** DEINE AUFGABEN **
- A) Wie lässt sich der Absatz im Text zur Nachtabsenkung, der mit „Um die Sache noch etwas komplizierter“ beginnt, als knappe Stichpunktliste fassen, ohne dass seine Kernaussagen verloren gehen?
- B) Kannst du aus den Datensätzen jede Zeile herausfiltern, in der die Zeichenfolge „black“ vorkommt? Groß- und Kleinschreibung zählt dabei.

** VORLIEGENDER TEXT **
++++++++

Generell kann man aus diesen Betrachtungen aussagen, dass eine Nachtabsenkung eher zu Mehrverbrauch führt wenn die Raumtemperaturen nur wenig sinken (gut isoliert oder hohe Wärmekapazität des Hauses), jedoch bei Häusern bei denen die Temperatur stark absinkt eine Einsparung bringen kann.

Um die Sache noch etwas komplizierter zu machen, schauen wir uns noch die Kosten an. Die Variante mit dem geringsten Verbrauch muss nicht die günstigste sein. Wird die Wärmepumpe nachts mit Niedertarifstrom betrieben, kann eine Nachtabsenkung teurer sein, auch wenn sie eine Verbrauchseinsparung bedeutet. Es muss dann mehr Hochtarifenergie bezogen werden. Eine Tagabschaltung bei Abwesenheit kann sich so hingegen doppelt auszahlen bzw. wieder lohnend werden. Der geringste Verbrauch muss zudem auch nicht die ökologischste Variante bedeuten. Elektrische Energie lässt sich nur sehr schlecht speichern. Viele thermische Kraftwerke lassen sich nicht oder nur sehr schlecht leistungsmässig regulieren. Diese laufen also mit konstanter Leistung. Daher wird mit Nachtstrom in Pumpspeicherwerken Wasser in hoch gelegene Stauseen gepumpt, der tagsüber bei grossem Bedarf wieder turbiniert wird. Dabei geht einiges an Nutzenergie verloren. Wird also die Energie nachts mit der Wärmepumpe direkt gebraucht und dafür weniger tagsüber, muss weniger hochgepumpt und wieder turbiniert werden. Das spricht ebenfalls gegen Nachtabsenkung.

++++++++

** EINGABEDATENSÄTZE **
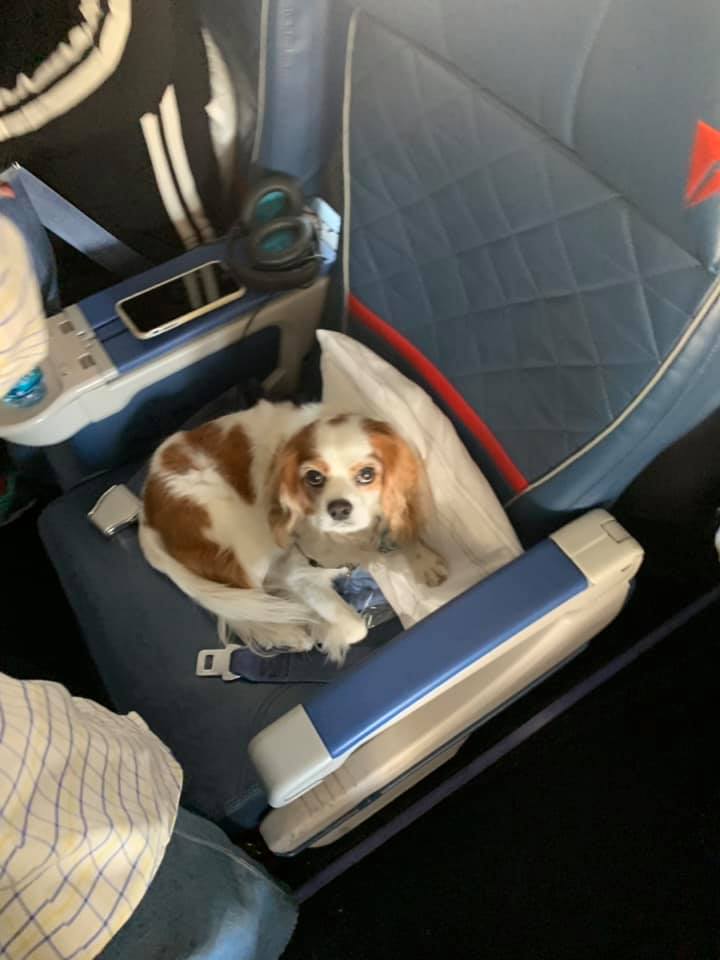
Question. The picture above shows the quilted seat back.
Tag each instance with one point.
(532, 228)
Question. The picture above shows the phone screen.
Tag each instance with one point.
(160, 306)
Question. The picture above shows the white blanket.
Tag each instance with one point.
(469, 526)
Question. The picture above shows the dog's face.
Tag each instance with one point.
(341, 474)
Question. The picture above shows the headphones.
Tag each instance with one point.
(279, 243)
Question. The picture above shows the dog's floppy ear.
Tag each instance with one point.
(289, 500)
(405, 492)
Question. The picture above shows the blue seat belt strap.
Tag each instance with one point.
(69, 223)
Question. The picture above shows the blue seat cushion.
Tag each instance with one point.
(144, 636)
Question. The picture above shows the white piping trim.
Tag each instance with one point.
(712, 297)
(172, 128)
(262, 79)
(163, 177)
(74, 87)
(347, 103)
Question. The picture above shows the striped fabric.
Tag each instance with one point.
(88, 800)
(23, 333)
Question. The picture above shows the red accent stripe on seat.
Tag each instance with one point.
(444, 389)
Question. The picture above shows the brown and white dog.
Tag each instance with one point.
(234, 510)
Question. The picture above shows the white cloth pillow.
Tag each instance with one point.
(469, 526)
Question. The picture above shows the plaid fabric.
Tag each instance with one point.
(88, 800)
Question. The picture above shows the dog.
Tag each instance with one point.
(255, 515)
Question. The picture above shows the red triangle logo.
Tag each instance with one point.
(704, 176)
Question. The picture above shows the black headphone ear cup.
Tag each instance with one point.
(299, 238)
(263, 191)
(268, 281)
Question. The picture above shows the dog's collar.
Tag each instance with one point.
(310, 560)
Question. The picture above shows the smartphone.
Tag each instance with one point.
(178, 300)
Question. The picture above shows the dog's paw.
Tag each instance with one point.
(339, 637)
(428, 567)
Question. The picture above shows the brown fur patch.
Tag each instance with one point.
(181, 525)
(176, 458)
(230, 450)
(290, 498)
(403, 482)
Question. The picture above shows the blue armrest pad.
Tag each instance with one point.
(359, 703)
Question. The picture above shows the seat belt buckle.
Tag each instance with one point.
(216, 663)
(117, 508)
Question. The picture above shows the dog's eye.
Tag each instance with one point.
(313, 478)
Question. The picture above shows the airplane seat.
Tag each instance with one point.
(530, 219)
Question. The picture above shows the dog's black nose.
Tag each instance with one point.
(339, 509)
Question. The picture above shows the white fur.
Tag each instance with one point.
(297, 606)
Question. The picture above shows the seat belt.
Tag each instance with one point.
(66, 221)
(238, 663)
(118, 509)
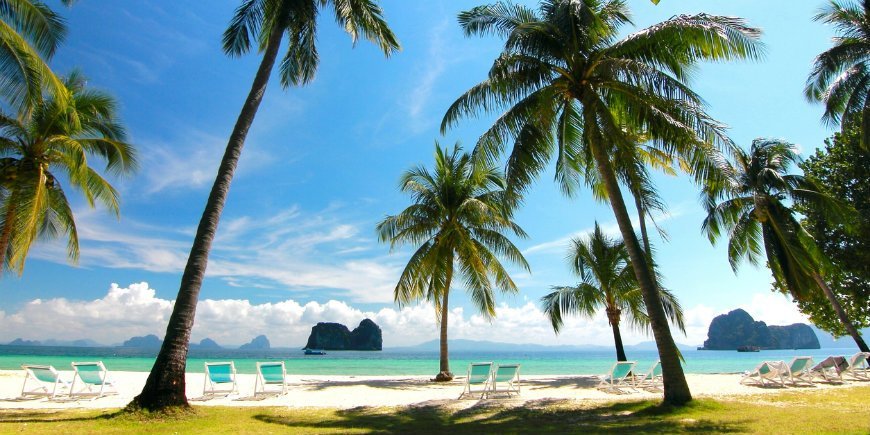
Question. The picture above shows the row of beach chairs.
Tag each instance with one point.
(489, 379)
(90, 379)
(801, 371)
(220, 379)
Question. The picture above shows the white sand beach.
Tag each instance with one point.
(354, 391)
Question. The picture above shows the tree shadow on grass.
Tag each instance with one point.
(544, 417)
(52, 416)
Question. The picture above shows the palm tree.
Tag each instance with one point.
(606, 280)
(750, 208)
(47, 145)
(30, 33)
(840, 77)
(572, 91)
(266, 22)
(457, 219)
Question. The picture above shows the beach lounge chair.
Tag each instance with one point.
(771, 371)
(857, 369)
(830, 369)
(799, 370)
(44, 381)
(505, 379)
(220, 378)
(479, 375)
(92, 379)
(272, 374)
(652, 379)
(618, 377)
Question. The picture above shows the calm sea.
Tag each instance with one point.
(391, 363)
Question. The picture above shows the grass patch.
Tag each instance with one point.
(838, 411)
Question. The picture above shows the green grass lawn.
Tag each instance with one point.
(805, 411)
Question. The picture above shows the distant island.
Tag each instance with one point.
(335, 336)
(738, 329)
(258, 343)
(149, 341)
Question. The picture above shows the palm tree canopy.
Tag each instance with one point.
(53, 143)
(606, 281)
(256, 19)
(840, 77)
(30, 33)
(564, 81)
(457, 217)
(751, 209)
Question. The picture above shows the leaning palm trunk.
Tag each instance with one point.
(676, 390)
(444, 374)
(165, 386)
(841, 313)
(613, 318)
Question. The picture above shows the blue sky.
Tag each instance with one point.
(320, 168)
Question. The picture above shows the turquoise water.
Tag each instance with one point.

++++++++

** LÖSUNGEN JE AUFGABE **
- A)
- Die Variante mit dem geringsten Verbrauch ist nicht zwingend die günstigste.
- Läuft die Wärmepumpe nachts mit Niedertarifstrom, kann eine Nachtabsenkung trotz Verbrauchseinsparung teurer sein, weil mehr Hochtarifenergie bezogen werden muss.
- Eine Tagabschaltung bei Abwesenheit kann sich dagegen doppelt auszahlen bzw. wieder lohnend werden.
- Der geringste Verbrauch ist auch nicht unbedingt die ökologischste Variante.
- Elektrische Energie lässt sich schlecht speichern. Viele thermische Kraftwerke lassen sich kaum regulieren und laufen mit konstanter Leistung.
- Mit Nachtstrom wird deshalb Wasser in hoch gelegene Stauseen gepumpt und bei großem Bedarf tagsüber wieder turbiniert. Dabei geht Nutzenergie verloren.
- Nutzt die Wärmepumpe die Energie nachts direkt und braucht tagsüber weniger, muss weniger Wasser hochgepumpt und turbiniert werden. Auch das spricht gegen eine Nachtabsenkung.

- B)
Question. The picture above shows the black headphone ear cup.
Question. The picture above shows the dog's black nose.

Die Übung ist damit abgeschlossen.